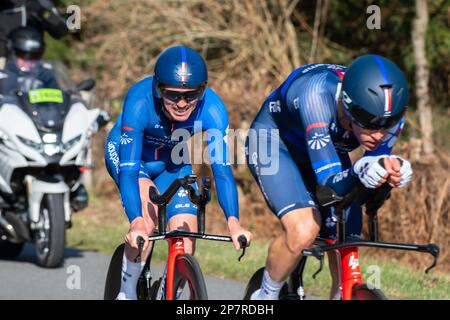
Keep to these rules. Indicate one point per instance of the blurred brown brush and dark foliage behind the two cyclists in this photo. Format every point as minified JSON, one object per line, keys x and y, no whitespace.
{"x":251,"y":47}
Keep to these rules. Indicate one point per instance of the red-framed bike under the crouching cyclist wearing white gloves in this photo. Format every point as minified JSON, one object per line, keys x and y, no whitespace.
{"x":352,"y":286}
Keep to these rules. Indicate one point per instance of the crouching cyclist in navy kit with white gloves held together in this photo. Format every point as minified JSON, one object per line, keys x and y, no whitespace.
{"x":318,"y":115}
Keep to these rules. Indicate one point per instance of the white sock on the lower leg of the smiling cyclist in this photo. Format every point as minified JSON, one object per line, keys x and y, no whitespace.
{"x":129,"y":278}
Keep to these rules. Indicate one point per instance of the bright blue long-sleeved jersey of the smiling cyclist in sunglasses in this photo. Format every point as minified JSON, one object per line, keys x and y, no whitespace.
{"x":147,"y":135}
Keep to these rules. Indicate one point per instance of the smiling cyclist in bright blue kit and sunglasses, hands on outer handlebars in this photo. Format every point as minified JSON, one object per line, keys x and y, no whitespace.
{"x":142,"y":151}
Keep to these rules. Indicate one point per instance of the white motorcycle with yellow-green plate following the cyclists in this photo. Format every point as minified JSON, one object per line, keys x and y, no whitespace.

[WORK ITEM] Print exactly and only the lines that start at the line with "cyclist in bright" and run through the end of the listing above.

[RESPONSE]
Keep to these rules. Indicate one point per instance of the smiling cyclist in bright blue kit and sunglasses, hands on outer handlebars in this photo. Format every point as minified JSON, one object per line, keys x and y, no whitespace.
{"x":142,"y":151}
Keep to these rules. Indicate one point per instance of the white motorcycle with yellow-green plate following the cyclists in this photo. Format every point as minified JSON, one object per line, keys x and y, no whitespace.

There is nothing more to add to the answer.